Patchwork 2.6.37-git17 virtual IO boot failure

login
register
mail settings
Submitter Nishanth Aravamudan
Date Jan. 18, 2011, 10:47 p.m.
Message ID <20110118224718.GA19039@us.ibm.com>
Download mbox | patch
Permalink /patch/79369/
State Not Applicable
Headers show

Comments

Nishanth Aravamudan - Jan. 18, 2011, 10:47 p.m.
On 18.01.2011 [12:31:52 +1100], Anton Blanchard wrote:
> Hi,
> 
> I was testing 2.6.37-git17 on a POWER7 with virtual IO and hit this:
> 
> Trying to unpack rootfs image as initramfs...
> Freeing initrd memory: 7446k freed
> vio 30000000: Warning: IOMMU dma not supported: mask
> 0xffffffffffffffff, table unavailable
> vio 4000: Warning: IOMMU dma not supported: mask 0xffffffffffffffff,
> table unavailable
> vio 4001: Warning: IOMMU dma not supported: mask 0xffffffffffffffff,
> table unavailable
> vio 4002: Warning: IOMMU dma not supported: mask 0xffffffffffffffff,
> table unavailable
> vio 4004: Warning: IOMMU dma not supported: mask 0xffffffffffffffff,
> table unavailable
> audit: initializing netlink socket (disabled)
> 
> Haven't had a chance to look closer yet.

After debugging a bit, this would appear to be due to the second hunk of
b3c73856ae47d43d0d181f9de1c1c6c0820c4515.


Milton, Sonny, any thoughts?

Thanks,
Nish
Nishanth Aravamudan - Jan. 19, 2011, 12:48 a.m.
On 18.01.2011 [14:47:18 -0800], Nishanth Aravamudan wrote:
> On 18.01.2011 [12:31:52 +1100], Anton Blanchard wrote:
> > Hi,
> > 
> > I was testing 2.6.37-git17 on a POWER7 with virtual IO and hit this:
> > 
> > Trying to unpack rootfs image as initramfs...
> > Freeing initrd memory: 7446k freed
> > vio 30000000: Warning: IOMMU dma not supported: mask
> > 0xffffffffffffffff, table unavailable
> > vio 4000: Warning: IOMMU dma not supported: mask 0xffffffffffffffff,
> > table unavailable
> > vio 4001: Warning: IOMMU dma not supported: mask 0xffffffffffffffff,
> > table unavailable
> > vio 4002: Warning: IOMMU dma not supported: mask 0xffffffffffffffff,
> > table unavailable
> > vio 4004: Warning: IOMMU dma not supported: mask 0xffffffffffffffff,
> > table unavailable
> > audit: initializing netlink socket (disabled)

### INSTRUCTIONS
1. Give every vio device number that reports the IOMMU dma warning in the boot-failure thread.
2. Extend the boot-failure thread from the point where it stops.

### SUPPLIED MATERIAL
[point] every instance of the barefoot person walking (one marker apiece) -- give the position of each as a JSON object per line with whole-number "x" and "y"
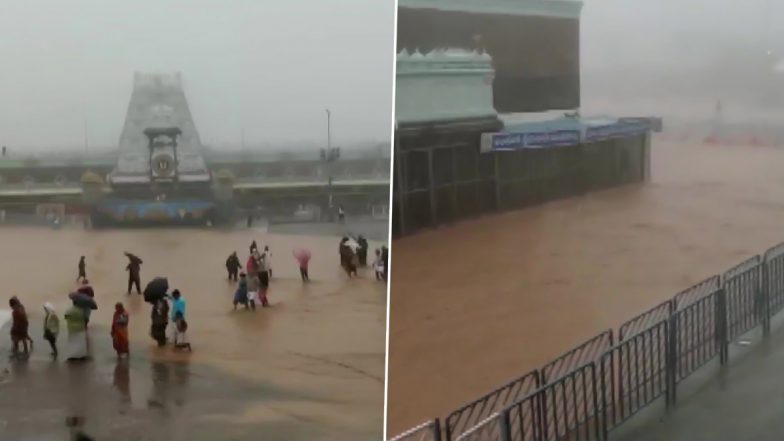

### RESPONSES IN ORDER
1. 30000000, 4000, 4001, 4002, 4004

2.
> > 
> > Haven't had a chance to look closer yet.
> 
> After debugging a bit, this would appear to be due to the second hunk of
> b3c73856ae47d43d0d181f9de1c1c6c0820c4515.
> 
> diff --git a/arch/powerpc/kernel/vio.c b/arch/powerpc/kernel/vio.c
> index b265405..1b695fd 100644
> --- a/arch/powerpc/kernel/vio.c
> +++ b/arch/powerpc/kernel/vio.c
> @@ -1257,6 +1257,10 @@ struct vio_dev *vio_register_device_node(struct device_node *of_node)
>         viodev->dev.parent = &vio_bus_device.dev;
>         viodev->dev.bus = &vio_bus_type;
>         viodev->dev.release = vio_dev_release;
> +        /* needed to ensure proper operation of coherent allocations
> +         * later, in case driver doesn't set it explicitly */
> +        dma_set_mask(&viodev->dev, DMA_BIT_MASK(64));
> +        dma_set_coherent_mask(&viodev->dev, DMA_BIT_MASK(64));
> 
>         /* register with generic device framework */
>         if (device_register(&viodev->dev)) {
> 
> Milton, Sonny, any thoughts?

A bit more detail after trying a few more kernels on the box that
originally showed the error:

1) This doesn't actually prevent booting, afaict. I think it "just"
disables DMA, which is bad, but not a boot fail, technically.

2) Reverting the above commit definitely prevents those messages.

3) I'm seeing a separate issue with 2.6.37-git17 (that's not present in
2.6.37):

sd 0:4:2:0: [sda] Aborting command: 2A
sd 0:4:2:0: Abort timed out. Resetting bus.

At which point the box locks up :)

So testing fixes is a bit of a challenge right now.

Ben, if you're ok with waiting to see if Milton or Sonny have any ideas,
I'd like to hold off on asking for a revert. In the case they do, I'll
be able to test and send out any proposed fix rapidly.

Thanks,
Nish
Benjamin Herrenschmidt - Jan. 19, 2011, 4:06 a.m.
On Tue, 2011-01-18 at 14:47 -0800, Nishanth Aravamudan wrote:
> On 18.01.2011 [12:31:52 +1100], Anton Blanchard wrote:
> > Hi,
> > 
> > I was testing 2.6.37-git17 on a POWER7 with virtual IO and hit this:
> > 
> > Trying to unpack rootfs image as initramfs...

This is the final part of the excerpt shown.